Aim:
Omit all pictures. Copy exactly the lines from the line containing "point: the sliced ham in this photo" to the end of the listing, with both ends included.

Exercise data:
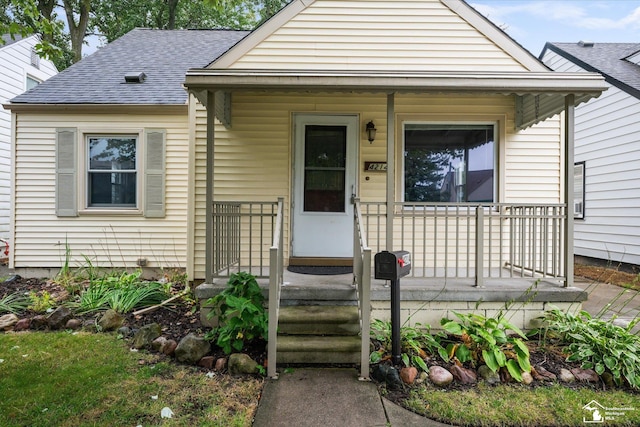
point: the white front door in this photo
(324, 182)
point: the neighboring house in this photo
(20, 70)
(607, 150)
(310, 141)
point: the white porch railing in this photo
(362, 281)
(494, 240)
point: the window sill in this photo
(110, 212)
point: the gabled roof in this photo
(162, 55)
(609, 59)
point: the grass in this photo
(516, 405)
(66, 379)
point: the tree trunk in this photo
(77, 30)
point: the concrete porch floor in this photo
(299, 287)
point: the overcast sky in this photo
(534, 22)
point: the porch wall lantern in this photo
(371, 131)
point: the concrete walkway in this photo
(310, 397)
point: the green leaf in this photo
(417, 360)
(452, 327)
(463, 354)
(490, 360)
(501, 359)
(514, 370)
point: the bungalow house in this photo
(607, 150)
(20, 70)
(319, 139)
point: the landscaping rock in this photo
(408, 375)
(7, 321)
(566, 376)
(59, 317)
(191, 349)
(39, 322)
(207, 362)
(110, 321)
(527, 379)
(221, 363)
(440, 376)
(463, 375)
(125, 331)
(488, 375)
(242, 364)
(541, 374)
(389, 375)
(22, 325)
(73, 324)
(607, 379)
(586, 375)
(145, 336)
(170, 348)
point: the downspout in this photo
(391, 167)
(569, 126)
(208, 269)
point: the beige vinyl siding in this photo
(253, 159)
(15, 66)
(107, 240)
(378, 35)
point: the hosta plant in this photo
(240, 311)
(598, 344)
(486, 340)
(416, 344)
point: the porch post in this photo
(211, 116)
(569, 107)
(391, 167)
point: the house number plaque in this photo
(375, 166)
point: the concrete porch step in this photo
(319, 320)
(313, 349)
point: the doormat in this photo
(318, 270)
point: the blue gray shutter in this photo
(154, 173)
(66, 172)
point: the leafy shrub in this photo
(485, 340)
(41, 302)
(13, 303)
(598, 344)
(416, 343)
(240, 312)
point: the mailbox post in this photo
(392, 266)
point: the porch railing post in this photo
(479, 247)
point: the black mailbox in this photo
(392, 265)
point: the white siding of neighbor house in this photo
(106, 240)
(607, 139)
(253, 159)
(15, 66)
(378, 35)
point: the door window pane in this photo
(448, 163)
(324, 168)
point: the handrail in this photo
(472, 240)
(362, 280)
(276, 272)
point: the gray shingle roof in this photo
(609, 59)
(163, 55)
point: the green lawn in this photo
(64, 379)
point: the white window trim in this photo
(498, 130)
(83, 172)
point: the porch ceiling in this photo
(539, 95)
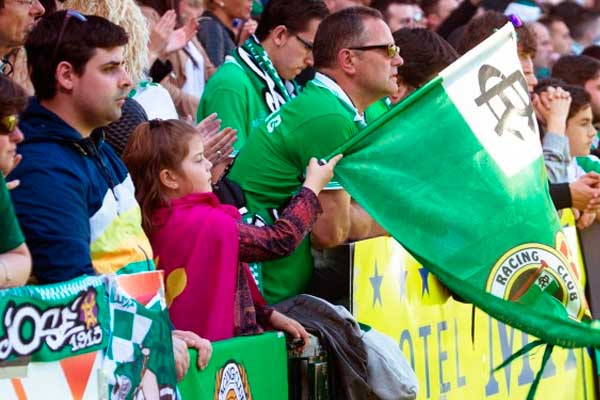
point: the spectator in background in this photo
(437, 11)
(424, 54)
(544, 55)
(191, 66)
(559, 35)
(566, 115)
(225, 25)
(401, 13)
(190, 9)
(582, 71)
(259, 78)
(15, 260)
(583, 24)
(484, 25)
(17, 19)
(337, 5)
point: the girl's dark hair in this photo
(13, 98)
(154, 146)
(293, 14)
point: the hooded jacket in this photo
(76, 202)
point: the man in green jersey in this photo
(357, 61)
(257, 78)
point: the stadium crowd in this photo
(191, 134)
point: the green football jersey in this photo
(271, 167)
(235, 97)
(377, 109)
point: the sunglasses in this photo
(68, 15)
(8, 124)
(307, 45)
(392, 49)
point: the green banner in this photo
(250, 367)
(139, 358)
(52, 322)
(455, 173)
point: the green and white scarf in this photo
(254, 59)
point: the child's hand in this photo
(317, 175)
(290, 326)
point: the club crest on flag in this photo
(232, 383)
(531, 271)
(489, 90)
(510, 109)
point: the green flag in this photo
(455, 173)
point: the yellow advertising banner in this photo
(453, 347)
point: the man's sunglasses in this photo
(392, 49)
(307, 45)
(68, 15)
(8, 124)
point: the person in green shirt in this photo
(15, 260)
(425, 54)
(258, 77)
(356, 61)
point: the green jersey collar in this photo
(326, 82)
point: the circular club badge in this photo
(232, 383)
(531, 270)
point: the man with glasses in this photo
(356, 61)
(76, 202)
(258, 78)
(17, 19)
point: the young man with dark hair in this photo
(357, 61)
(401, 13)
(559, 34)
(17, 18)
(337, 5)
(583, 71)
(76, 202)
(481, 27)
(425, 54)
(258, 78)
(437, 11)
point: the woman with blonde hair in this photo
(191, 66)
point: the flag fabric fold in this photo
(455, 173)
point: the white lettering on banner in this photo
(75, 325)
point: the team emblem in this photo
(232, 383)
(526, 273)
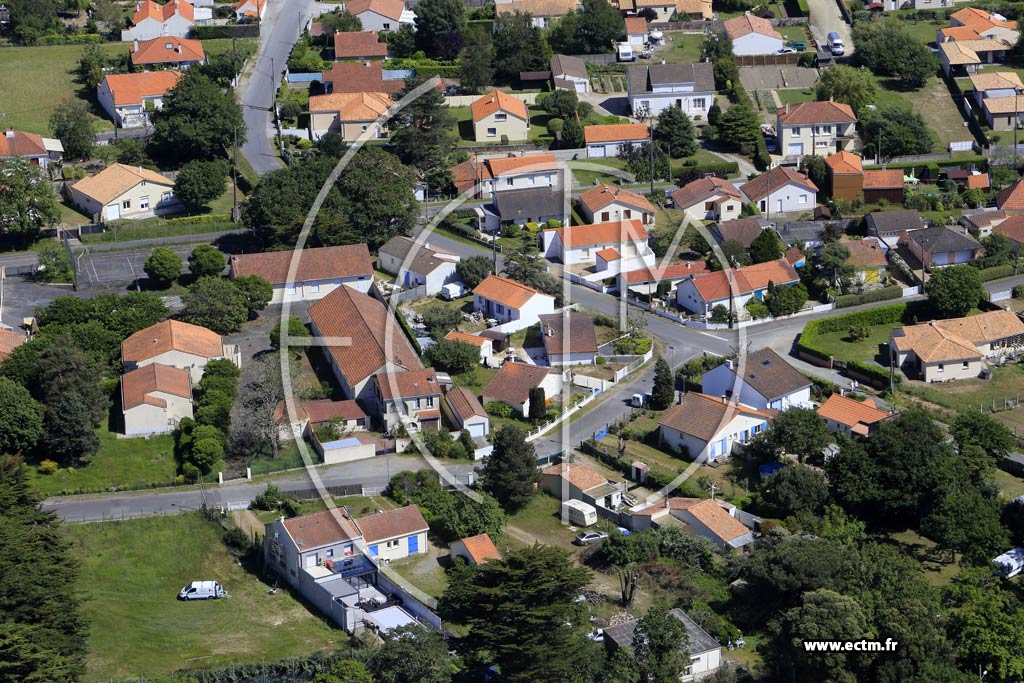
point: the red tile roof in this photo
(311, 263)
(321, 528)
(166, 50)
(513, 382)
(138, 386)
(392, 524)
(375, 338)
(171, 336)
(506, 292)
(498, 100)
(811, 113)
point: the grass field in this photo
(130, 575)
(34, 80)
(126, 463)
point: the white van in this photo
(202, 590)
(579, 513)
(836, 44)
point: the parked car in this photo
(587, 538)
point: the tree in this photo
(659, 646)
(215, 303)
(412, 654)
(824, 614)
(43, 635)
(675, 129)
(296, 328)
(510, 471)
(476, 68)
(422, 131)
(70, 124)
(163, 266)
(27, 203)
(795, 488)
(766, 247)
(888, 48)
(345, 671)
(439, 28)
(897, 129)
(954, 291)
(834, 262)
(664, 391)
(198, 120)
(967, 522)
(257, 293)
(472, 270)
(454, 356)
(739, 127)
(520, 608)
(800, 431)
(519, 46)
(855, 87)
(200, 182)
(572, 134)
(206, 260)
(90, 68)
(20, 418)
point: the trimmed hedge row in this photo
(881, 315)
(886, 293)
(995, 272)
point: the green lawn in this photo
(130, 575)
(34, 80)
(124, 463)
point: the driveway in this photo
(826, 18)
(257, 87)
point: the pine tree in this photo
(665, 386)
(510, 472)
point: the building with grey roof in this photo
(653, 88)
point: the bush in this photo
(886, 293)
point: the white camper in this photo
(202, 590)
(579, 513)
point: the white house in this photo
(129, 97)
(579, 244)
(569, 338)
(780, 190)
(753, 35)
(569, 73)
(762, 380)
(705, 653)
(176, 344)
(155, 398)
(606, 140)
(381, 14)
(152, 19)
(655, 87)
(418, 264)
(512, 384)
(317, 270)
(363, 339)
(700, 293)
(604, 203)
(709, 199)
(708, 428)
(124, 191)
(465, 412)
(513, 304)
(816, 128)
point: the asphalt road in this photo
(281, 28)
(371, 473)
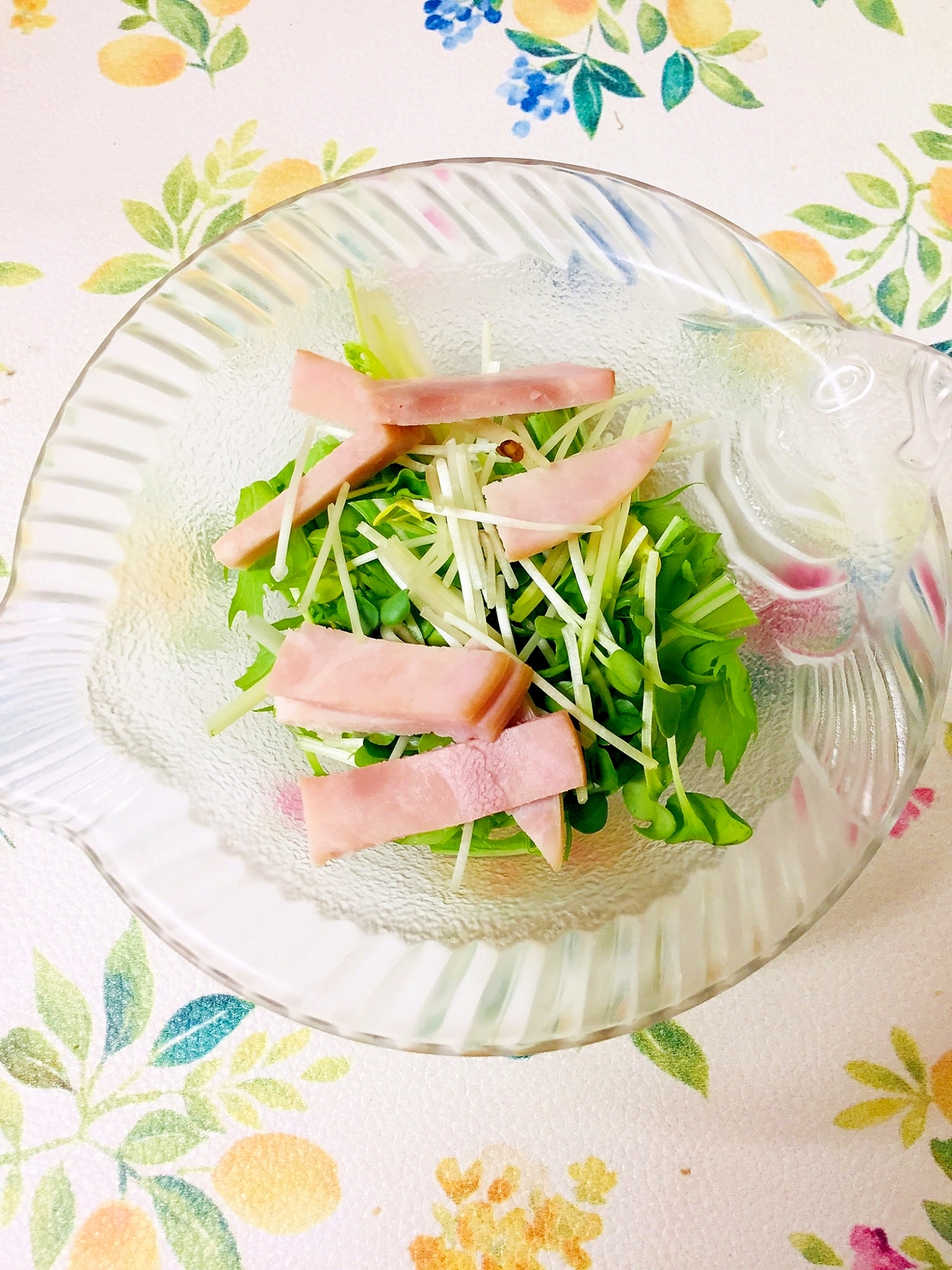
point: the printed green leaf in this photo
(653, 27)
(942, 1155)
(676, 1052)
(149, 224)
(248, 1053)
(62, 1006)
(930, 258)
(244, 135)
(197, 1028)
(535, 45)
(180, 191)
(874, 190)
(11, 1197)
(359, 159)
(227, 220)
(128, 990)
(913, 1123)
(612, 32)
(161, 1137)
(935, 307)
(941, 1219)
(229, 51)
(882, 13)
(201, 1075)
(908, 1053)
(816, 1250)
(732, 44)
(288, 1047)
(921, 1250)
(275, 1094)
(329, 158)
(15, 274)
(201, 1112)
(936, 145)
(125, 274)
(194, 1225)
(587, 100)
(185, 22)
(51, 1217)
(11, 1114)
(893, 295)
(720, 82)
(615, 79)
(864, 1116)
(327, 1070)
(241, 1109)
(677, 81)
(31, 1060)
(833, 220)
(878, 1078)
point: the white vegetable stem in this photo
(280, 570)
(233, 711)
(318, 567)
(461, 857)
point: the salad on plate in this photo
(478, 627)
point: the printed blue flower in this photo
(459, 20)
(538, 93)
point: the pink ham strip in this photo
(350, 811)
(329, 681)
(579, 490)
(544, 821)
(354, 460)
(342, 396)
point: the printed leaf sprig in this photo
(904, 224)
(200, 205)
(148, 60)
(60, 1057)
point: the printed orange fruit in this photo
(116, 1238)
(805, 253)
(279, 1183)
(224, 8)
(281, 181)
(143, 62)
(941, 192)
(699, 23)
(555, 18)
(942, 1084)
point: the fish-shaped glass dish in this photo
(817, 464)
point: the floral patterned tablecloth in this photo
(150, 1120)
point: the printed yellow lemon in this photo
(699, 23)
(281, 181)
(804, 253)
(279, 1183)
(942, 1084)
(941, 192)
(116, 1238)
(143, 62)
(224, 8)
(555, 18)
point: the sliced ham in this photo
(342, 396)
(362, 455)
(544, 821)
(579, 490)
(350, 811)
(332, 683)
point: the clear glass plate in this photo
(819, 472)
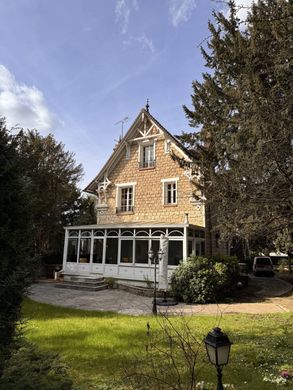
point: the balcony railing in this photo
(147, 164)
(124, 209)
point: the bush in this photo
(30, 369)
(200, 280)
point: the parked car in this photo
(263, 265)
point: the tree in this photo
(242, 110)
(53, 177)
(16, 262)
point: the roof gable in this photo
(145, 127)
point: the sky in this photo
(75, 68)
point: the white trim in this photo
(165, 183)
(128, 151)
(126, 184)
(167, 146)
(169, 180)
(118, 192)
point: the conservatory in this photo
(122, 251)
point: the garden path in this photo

Response for this exercise:
point: the sliced ham in this photo
(342, 396)
(362, 455)
(544, 821)
(579, 490)
(350, 811)
(332, 683)
point: the clear glass plate in this photo
(819, 472)
point: the balcony railing in this photo
(147, 164)
(124, 209)
point: the bush in this photo
(30, 369)
(200, 280)
point: the parked car in this photo
(263, 265)
point: the tree in this photo
(242, 110)
(53, 177)
(16, 262)
point: the roof gable in this photo
(145, 127)
point: the sky in this photo
(75, 68)
point: the white trim in this photo
(165, 183)
(128, 151)
(126, 184)
(167, 146)
(169, 180)
(118, 192)
point: the conservatory in this photo
(122, 251)
point: the garden path in this photo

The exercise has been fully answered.